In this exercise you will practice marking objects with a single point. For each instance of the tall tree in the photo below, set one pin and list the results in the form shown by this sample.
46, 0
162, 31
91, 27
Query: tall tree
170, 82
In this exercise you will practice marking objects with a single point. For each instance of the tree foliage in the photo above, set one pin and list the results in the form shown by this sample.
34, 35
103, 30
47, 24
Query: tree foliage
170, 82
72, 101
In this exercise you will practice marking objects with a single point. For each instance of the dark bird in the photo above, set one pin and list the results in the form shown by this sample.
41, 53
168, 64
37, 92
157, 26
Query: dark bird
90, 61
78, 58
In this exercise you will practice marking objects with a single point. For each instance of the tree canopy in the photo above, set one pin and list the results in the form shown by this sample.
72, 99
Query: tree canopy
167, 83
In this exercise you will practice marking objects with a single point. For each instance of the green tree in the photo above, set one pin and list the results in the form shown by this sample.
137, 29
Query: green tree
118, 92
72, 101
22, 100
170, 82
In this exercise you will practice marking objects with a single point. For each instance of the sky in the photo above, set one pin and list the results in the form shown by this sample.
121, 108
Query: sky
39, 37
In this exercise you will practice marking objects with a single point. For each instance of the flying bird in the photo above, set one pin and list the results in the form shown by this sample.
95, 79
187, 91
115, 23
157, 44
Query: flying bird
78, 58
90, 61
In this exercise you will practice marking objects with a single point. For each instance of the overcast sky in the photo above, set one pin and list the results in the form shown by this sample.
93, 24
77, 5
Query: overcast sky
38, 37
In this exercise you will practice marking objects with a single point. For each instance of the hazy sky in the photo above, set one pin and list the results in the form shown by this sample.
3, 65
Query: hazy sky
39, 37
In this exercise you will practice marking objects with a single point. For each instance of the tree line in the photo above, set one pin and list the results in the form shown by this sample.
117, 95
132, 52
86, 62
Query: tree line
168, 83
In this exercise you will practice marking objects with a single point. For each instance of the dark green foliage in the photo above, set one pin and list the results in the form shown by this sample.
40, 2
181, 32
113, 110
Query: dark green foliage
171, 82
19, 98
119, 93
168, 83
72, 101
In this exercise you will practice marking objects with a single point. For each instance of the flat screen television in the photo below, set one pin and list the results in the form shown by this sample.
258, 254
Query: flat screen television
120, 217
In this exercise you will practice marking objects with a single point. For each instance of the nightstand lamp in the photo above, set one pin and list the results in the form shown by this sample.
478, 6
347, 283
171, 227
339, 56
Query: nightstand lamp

HOW TO COMPLETE THIS TASK:
The records above need to be written out once more, exactly.

EXERCISE SOLUTION:
In this exercise you will practice marking objects with a single point. For each instance of the tall tree in the photo below, set one pin and list the results in the form shown by this sample.
46, 0
162, 31
91, 27
Query: tall tree
170, 82
In this exercise you will practice marking objects with a single point. For each instance of the tree foliage in the photo above, set one pin and list the results in the form shown by this sample.
34, 35
103, 30
47, 24
Query: tree foliage
170, 82
72, 101
In this exercise you will practice marking objects with a single point. For each instance of the dark bird in the photo above, set one pin and list the results in the form shown by this sample.
41, 53
168, 64
37, 92
157, 26
Query: dark bird
90, 61
78, 58
In this exercise you will practice marking objects with a single point. For each instance of the tree canopy in the photo above, set one pin and list the results in the form shown by this sample.
72, 99
Query: tree canopy
167, 83
In this exercise you will practice marking objects with a single point. For each instance of the green tree in the photo above, set one pin and list the results in the form shown by this sample.
137, 29
Query: green tree
118, 92
72, 101
22, 100
170, 82
In this exercise you will practice marking objects with a single point. For each instance of the sky in the photo above, set one pin and list the results in the form shown by this sample.
121, 108
Query: sky
39, 37
In this exercise you will practice marking objects with a single point. For each instance of the flying bird in the photo above, set one pin and list the results in the form shown by this sample.
95, 79
187, 91
115, 23
157, 44
Query: flying bird
78, 58
90, 61
In this exercise you will practice marking objects with a single point. For each instance of the overcast sky in the photo above, set one pin and list the results in the form shown by this sample.
93, 24
77, 5
Query: overcast sky
38, 37
In this exercise you will practice marking objects with a single point. For each instance of the hazy sky in the photo above, set one pin and list the results in the form shown by this sample.
3, 65
Query: hazy sky
39, 37
In this exercise you will practice marking objects with a single point. For each instance of the tree line in the photo above, set one pin and list the results in the form shown by this sample.
117, 95
132, 52
86, 62
Query: tree line
168, 83
In this exercise you will practice marking objects with a single point. For each instance of the dark green foliage in the photo above, set one pin and list the results in the form shown by this sample.
40, 2
181, 32
113, 110
Query: dark green foliage
171, 82
19, 98
119, 93
168, 83
72, 101
In this exercise you will practice marking objects with a single point. For each instance of the flat screen television in the photo below, set one pin and list the results in the form shown by this sample.
258, 254
Query: flat screen television
120, 217
In this exercise you will practice marking objects with a single point. For each instance of the nightstand lamp in the photo above, set one pin and list the results in the form shown by this sample.
478, 6
347, 283
171, 227
339, 56
Query: nightstand lamp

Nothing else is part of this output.